• _Goal of the exercise_
Copy out every line exactly as given.

• _Extracted entries_
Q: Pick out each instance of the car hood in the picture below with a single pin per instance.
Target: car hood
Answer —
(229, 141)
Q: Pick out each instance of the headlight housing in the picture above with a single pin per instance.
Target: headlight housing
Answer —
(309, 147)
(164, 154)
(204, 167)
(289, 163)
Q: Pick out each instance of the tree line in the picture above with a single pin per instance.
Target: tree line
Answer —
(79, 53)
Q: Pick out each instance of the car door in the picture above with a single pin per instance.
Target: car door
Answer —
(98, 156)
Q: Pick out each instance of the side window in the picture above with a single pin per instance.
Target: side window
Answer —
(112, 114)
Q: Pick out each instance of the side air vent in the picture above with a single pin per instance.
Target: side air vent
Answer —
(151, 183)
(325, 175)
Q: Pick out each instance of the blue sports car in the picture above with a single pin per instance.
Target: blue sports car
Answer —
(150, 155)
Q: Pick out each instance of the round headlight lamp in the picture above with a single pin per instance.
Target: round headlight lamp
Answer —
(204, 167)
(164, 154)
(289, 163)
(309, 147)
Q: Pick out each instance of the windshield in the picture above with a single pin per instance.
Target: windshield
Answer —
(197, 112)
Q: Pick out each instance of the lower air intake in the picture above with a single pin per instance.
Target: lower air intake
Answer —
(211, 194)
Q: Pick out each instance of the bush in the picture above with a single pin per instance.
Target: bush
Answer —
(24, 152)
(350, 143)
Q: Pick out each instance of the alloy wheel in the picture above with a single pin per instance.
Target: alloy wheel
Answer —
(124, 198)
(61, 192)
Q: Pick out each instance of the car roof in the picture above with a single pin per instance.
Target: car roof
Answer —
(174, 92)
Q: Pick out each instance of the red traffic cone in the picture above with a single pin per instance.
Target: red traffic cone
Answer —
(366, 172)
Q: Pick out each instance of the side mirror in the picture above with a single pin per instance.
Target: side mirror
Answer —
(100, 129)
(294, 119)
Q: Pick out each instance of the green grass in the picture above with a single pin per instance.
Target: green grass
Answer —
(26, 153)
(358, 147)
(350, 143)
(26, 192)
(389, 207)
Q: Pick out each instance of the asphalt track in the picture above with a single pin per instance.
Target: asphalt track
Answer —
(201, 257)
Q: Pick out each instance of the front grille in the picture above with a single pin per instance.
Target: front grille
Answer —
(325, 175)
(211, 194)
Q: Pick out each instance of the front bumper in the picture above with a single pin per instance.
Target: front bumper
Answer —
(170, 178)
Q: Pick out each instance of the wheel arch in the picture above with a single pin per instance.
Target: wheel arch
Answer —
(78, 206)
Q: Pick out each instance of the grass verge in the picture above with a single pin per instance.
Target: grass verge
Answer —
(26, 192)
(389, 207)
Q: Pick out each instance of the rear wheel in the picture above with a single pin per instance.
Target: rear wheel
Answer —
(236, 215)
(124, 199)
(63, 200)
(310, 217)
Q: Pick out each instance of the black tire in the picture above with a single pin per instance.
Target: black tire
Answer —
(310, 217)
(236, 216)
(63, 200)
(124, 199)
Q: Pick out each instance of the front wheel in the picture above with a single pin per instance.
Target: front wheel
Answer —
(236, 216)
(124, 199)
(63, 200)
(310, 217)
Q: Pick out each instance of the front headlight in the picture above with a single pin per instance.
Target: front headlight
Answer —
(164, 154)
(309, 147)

• _Exercise answer_
Q: Pick out each instance of the car hood in the picture below with a single pin per instance.
Target: car hood
Answer —
(229, 141)
Q: Pick out each instance of the headlight housing in the picture above with a single pin per instance.
Target: headlight housing
Answer —
(309, 147)
(164, 154)
(204, 167)
(289, 163)
Q: Pick out each instance of the tree line in the picture above with a single pin per instance.
Target: tree line
Answer —
(79, 53)
Q: Pick out each instance of the car door in the picture above with a single pin per instance.
Target: car door
Answer —
(98, 156)
Q: Pick out each instance of the side window in the picture above with a single pin per instance.
Target: side window
Answer —
(112, 114)
Q: Pick out each instance of the side air vent in the picture above with a single pin per instance.
Target: side air vent
Answer —
(151, 183)
(325, 175)
Q: Pick out each instance of the blue sports car in the picture above with a single pin per instance.
Target: blue sports car
Answer —
(150, 155)
Q: Pick out each instance of the round headlight lamp in the picture above with a single pin per instance.
Target: round headlight lamp
Answer —
(204, 167)
(164, 154)
(289, 163)
(309, 147)
Q: Pick out each instance of the windshield in the picture above with a single pin per instance.
Target: windshield
Answer —
(197, 112)
Q: Pick out each instance of the lower air intake in the picture above with a single pin per instance.
Target: lower air intake
Answer —
(211, 194)
Q: Pick out each instance of the bush in the picture above with a single pin per instance.
Target: bush
Answer —
(24, 152)
(350, 143)
Q: Pick out each instance of the alloy wheel in the picture above with a single pin per instance.
Target: alloy wheel
Answer —
(124, 198)
(61, 192)
Q: Pick out each instance of the car roof in the picture above with a single pin per instance.
Target: car roof
Answer —
(174, 92)
Q: Pick out each instance of the red traffic cone in the picture above with a single pin per instance.
Target: red traffic cone
Answer —
(366, 172)
Q: Pick out each instance of the side mirror in the picture above with a single pin per instance.
Target: side mirror
Answer —
(100, 129)
(294, 119)
Q: Pick out each instance of the green grass in the picture above with a single pin per instance.
Target: green grass
Answer —
(26, 153)
(358, 147)
(350, 143)
(26, 192)
(389, 207)
Q: Pick out each instance of the asphalt track in the picture above with a single pin per instance.
Target: asphalt track
Answer —
(201, 257)
Q: Pick out each instance of the front grille in the picture above with a single pin per instance.
Target: front grille
Answer —
(325, 175)
(211, 194)
Q: Pick out each instance of the front bumper in the picture above with a single pin per instance.
Target: front bumper
Answer —
(170, 178)
Q: Pick out each instance of the wheel arch in the picture above with a single pin per instance.
Target: wheel arch
Answer —
(78, 206)
Q: Pick out each instance of the grass verge in the picture above with a single pin per instance.
Target: grass verge
Answer —
(26, 192)
(389, 207)
Q: Pick out each instance of the rear wheel in the picture above with a single pin per instance.
Target: rear wheel
Answer —
(236, 215)
(124, 199)
(63, 200)
(310, 217)
Q: Pick out each instance of the black tire in the picture above with a single pin per instance.
Target: black tire
Answer —
(310, 217)
(236, 216)
(63, 200)
(124, 199)
Q: Pick out each instance of the front wheel in the picture above with a single pin per instance.
Target: front wheel
Answer —
(236, 216)
(124, 199)
(63, 200)
(310, 217)
Q: Pick out each instance of the front headlight in the picture above with a single pin per instance.
Target: front headlight
Answer —
(164, 154)
(309, 147)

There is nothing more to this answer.